WHAT NEEDS TO BE DONE: Return the run of lines below that opens with the line containing "pixel 212 285" and closes with the line containing "pixel 224 25", keeping each one exact.

GIVEN ENTRIES Block Start

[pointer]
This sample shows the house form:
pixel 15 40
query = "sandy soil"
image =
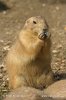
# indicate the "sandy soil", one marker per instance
pixel 13 14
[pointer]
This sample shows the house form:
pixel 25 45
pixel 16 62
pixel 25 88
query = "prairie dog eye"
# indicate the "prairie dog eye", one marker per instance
pixel 34 22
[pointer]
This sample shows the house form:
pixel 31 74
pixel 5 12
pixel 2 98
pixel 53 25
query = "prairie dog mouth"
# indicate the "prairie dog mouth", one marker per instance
pixel 43 35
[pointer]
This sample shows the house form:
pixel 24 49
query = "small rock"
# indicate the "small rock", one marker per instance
pixel 57 8
pixel 6 48
pixel 59 46
pixel 55 51
pixel 43 4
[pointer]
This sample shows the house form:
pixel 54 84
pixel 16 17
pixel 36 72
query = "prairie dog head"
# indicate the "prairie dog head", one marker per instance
pixel 38 26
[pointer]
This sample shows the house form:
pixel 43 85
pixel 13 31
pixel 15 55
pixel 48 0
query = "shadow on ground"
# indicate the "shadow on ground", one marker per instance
pixel 53 1
pixel 3 6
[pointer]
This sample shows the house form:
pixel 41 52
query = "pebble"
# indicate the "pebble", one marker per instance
pixel 6 48
pixel 57 8
pixel 43 4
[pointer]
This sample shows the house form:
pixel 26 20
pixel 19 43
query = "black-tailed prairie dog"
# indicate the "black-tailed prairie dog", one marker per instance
pixel 28 61
pixel 57 90
pixel 24 93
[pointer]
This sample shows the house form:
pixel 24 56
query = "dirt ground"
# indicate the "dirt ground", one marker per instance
pixel 13 14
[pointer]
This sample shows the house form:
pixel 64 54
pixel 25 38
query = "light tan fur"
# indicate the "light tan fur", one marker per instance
pixel 28 61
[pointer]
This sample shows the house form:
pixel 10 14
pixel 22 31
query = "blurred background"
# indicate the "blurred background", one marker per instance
pixel 13 14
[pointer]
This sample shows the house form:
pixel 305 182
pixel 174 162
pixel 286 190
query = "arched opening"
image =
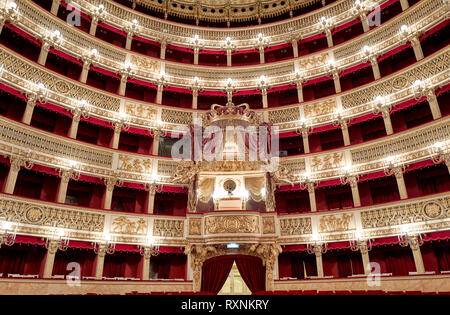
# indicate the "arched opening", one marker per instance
pixel 216 270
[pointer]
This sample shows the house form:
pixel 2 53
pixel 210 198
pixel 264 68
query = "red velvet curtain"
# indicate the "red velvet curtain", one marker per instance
pixel 253 272
pixel 83 257
pixel 215 272
pixel 114 266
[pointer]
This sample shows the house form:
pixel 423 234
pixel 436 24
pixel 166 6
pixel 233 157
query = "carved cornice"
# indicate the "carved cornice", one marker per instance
pixel 21 74
pixel 44 148
pixel 113 58
pixel 40 218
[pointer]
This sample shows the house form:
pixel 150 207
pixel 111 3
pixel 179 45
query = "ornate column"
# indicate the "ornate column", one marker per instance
pixel 85 71
pixel 65 175
pixel 111 182
pixel 117 130
pixel 312 196
pixel 269 254
pixel 337 82
pixel 298 81
pixel 152 189
pixel 161 84
pixel 130 29
pixel 100 261
pixel 364 249
pixel 8 13
pixel 417 47
pixel 375 68
pixel 326 27
pixel 196 53
pixel 194 98
pixel 55 7
pixel 398 173
pixel 294 43
pixel 361 10
pixel 318 250
pixel 146 253
pixel 97 15
pixel 45 48
pixel 16 163
pixel 404 4
pixel 305 132
pixel 414 244
pixel 229 89
pixel 353 182
pixel 434 105
pixel 343 123
pixel 380 106
pixel 262 86
pixel 163 48
pixel 29 109
pixel 52 248
pixel 77 112
pixel 93 27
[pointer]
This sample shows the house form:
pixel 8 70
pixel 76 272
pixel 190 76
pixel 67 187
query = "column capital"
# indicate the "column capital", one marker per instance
pixel 414 242
pixel 102 249
pixel 52 246
pixel 363 247
pixel 17 162
pixel 111 182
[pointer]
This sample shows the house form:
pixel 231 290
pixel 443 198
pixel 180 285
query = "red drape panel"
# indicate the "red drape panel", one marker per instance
pixel 253 272
pixel 215 272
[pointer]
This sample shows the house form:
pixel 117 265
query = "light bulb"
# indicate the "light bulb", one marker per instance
pixel 7 225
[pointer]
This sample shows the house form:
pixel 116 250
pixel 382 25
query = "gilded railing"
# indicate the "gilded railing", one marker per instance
pixel 44 219
pixel 419 18
pixel 24 76
pixel 44 148
pixel 339 13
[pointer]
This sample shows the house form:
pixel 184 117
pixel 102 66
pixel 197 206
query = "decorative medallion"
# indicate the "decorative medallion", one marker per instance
pixel 268 225
pixel 125 225
pixel 232 224
pixel 399 82
pixel 336 223
pixel 34 215
pixel 62 87
pixel 432 210
pixel 195 226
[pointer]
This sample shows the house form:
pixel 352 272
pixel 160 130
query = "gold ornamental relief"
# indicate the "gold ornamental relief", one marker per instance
pixel 195 226
pixel 124 225
pixel 148 64
pixel 336 223
pixel 232 224
pixel 325 162
pixel 269 225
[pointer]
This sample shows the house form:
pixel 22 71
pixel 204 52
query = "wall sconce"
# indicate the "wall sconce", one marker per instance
pixel 110 245
pixel 310 247
pixel 405 237
pixel 440 153
pixel 59 235
pixel 357 242
pixel 8 237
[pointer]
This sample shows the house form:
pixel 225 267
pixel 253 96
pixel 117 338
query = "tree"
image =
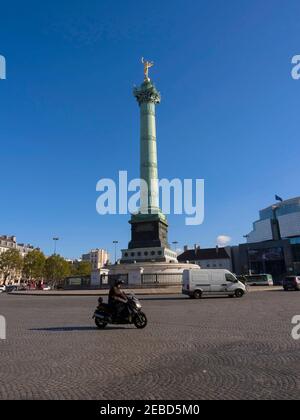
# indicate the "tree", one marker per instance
pixel 34 265
pixel 56 269
pixel 81 268
pixel 11 263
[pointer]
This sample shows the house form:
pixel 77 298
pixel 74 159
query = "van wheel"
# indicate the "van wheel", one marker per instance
pixel 239 293
pixel 197 294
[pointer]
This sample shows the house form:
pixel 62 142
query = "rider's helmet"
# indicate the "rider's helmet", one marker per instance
pixel 119 282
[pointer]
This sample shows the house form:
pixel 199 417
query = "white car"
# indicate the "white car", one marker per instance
pixel 198 283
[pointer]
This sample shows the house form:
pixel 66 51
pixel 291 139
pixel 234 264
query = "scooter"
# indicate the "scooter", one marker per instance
pixel 132 314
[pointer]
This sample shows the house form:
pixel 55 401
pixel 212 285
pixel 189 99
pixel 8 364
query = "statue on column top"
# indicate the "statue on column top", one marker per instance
pixel 147 66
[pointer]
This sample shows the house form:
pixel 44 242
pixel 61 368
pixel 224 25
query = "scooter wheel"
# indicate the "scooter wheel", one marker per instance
pixel 100 324
pixel 140 320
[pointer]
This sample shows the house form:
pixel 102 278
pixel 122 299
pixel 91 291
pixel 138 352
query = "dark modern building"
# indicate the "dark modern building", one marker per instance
pixel 273 246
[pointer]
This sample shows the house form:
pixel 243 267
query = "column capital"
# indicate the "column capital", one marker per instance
pixel 147 93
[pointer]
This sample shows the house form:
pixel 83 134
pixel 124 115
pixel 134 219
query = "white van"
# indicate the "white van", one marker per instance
pixel 197 283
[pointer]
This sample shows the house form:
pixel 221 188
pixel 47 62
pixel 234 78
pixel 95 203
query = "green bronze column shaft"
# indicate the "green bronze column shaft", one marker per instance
pixel 148 97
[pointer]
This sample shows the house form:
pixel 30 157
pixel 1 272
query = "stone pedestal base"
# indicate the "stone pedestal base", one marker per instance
pixel 143 255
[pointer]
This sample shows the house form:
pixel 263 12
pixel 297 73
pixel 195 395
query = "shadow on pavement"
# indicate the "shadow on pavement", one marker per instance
pixel 75 328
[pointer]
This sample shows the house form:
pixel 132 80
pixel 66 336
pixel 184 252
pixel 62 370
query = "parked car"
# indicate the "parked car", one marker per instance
pixel 291 283
pixel 197 283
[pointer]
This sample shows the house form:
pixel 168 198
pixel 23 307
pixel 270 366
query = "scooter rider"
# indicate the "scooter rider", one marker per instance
pixel 117 298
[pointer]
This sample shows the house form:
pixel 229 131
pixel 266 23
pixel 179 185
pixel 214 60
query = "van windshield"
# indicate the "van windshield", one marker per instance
pixel 231 278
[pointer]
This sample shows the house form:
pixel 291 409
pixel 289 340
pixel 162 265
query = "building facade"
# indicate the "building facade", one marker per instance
pixel 280 220
pixel 10 242
pixel 97 257
pixel 273 246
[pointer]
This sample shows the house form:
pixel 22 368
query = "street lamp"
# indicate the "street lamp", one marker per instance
pixel 55 242
pixel 175 243
pixel 275 224
pixel 248 257
pixel 115 243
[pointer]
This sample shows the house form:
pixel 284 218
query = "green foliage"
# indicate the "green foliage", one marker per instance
pixel 56 269
pixel 34 265
pixel 11 262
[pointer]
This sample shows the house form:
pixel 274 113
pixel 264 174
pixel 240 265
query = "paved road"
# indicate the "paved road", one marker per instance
pixel 214 348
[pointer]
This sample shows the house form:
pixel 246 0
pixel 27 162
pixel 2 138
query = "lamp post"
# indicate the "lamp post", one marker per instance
pixel 275 224
pixel 248 258
pixel 175 243
pixel 55 242
pixel 115 244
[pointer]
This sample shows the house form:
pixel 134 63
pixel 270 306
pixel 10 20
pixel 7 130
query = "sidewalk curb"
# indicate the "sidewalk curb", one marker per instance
pixel 166 291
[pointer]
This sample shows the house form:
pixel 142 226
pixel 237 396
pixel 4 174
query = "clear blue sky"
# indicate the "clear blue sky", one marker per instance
pixel 230 111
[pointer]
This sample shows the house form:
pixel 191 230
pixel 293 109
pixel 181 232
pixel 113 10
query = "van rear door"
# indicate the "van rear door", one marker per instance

GIVEN ENTRIES Block End

WRITTEN SOLUTION:
pixel 212 285
pixel 189 99
pixel 8 364
query = "statue on column top"
# indicate the "statue on column top", one marker per instance
pixel 147 66
[pointer]
This sample shows the house form:
pixel 44 242
pixel 61 368
pixel 224 25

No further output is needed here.